So, from the sounds of that it's not necessary to have the additional cable, but is an added step for additional safety.


----------



## redbug (Mar 10, 2011)

that is their out clause.. if the battery explodes and you didn't have the extra cable they will claim you failed to follow the instructions


----------



## rusty.hook (Mar 11, 2011)

I just use an on board 6amp battery charger that stays in my boat. Its hooked up to the trolling motor battery all the time, I just back the boat in the stall, grab the plug on the charger and plug it in to my extension cord, and that's it. When the green light comes on, its charged. It is all sealed. Mine is made by Motor Guide, I bought it off Ebay.


----------



## Mpd165 (Mar 12, 2011)

Well, now I have to get a new battery. After being on the charger for about 24 hours I went out in the garage and found a puddle all around the battery, so obviously it's bad and leaking. It was a free battery that came with the boat, so it's no loss. I just means I have to go shopping for something else.


----------



## gmoney (Mar 12, 2011)

Mpd165 said:


> Well, now I have to get a new battery. After being on the charger for about 24 hours I went out in the garage and found a puddle all around the battery, so obviously it's bad and leaking. It was a free battery that came with the boat, so it's no loss. I just means I have to go shopping for something else.


WOW, be cafeful with that puddle around the battery. It's most likely sulfuric acid if it came from inside of the battery, it will eat through everything! I would suggest neutralizing the acid with a lot of baking soda before trying to remove the battery and clean up the spill.

The voltage regulator went on my dads car once and so the battery overcharged and boiled the acid causing it to leak out. This acid rusted everything around the battery very quickly, it was a mess.


----------



## Mpd165 (Mar 12, 2011)

gmoney said:


> Mpd165 said:
> 
> 
> > Well, now I have to get a new battery. After being on the charger for about 24 hours I went out in the garage and found a puddle all around the battery, so obviously it's bad and leaking. It was a free battery that came with the boat, so it's no loss. I just means I have to go shopping for something else.
> ...
....................
Instruction A
Type out the battery-charging thread from "I just use an" to "it off Ebay.".
Instruction B
Locate each line in the entries that contains the string "catenary", and copy those lines.

Dataset rows
....................
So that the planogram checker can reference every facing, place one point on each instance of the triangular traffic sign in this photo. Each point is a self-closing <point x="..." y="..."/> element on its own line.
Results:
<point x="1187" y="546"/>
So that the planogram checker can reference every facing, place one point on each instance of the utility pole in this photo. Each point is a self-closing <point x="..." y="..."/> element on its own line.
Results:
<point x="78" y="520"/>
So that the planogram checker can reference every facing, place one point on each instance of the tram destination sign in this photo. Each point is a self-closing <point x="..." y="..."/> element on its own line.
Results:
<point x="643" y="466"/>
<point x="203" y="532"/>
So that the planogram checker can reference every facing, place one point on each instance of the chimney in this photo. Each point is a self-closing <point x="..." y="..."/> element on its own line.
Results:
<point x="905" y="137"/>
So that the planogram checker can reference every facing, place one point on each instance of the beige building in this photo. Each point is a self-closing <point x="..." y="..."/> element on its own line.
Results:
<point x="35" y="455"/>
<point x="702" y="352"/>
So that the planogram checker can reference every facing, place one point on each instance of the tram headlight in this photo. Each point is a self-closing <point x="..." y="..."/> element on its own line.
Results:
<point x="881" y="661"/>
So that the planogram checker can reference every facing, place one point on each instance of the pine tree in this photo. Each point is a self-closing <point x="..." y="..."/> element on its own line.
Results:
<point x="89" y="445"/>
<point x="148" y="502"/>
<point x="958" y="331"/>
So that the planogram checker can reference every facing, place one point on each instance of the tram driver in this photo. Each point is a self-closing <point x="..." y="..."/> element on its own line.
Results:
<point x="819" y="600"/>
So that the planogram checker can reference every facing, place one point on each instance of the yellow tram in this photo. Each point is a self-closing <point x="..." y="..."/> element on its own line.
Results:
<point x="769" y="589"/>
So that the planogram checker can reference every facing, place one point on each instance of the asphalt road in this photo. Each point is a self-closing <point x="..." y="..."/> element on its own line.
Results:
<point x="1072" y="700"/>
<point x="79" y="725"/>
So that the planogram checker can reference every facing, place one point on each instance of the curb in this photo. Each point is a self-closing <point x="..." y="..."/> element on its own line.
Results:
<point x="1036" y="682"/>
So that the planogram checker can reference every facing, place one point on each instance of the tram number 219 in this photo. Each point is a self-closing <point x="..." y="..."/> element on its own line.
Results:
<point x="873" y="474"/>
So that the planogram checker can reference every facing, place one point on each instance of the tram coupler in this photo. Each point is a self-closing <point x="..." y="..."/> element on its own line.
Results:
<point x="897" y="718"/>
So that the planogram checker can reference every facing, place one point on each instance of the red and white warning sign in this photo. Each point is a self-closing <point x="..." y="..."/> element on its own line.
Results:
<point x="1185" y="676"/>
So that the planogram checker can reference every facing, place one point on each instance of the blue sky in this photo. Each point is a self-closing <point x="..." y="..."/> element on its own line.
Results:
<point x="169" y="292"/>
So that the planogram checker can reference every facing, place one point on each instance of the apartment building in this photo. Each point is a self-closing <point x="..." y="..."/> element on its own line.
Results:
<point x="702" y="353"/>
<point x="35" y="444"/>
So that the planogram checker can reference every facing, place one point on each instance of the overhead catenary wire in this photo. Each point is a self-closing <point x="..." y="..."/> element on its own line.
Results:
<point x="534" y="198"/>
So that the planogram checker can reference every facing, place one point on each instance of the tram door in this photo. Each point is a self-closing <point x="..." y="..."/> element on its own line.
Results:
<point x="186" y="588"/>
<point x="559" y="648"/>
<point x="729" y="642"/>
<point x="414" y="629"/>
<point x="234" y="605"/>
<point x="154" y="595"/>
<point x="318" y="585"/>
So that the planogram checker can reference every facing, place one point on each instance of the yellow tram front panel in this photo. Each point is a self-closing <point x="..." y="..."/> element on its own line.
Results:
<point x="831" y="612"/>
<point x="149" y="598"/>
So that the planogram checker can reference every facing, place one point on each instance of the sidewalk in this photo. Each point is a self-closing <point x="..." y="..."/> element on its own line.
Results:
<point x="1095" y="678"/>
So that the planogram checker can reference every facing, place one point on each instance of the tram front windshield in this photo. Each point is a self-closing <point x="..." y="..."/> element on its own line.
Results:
....................
Complete response A
I just use an on board 6amp battery charger that stays in my boat. Its hooked up to the trolling motor battery all the time, I just back the boat in the stall, grab the plug on the charger and plug it in to my extension cord, and that's it. When the green light comes on, its charged. It is all sealed. Mine is made by Motor Guide, I bought it off Ebay.

Complete response B
So that the planogram checker can reference every facing, place one point on each instance of the overhead catenary wire in this photo. Each point is a self-closing <point x="..." y="..."/> element on its own line.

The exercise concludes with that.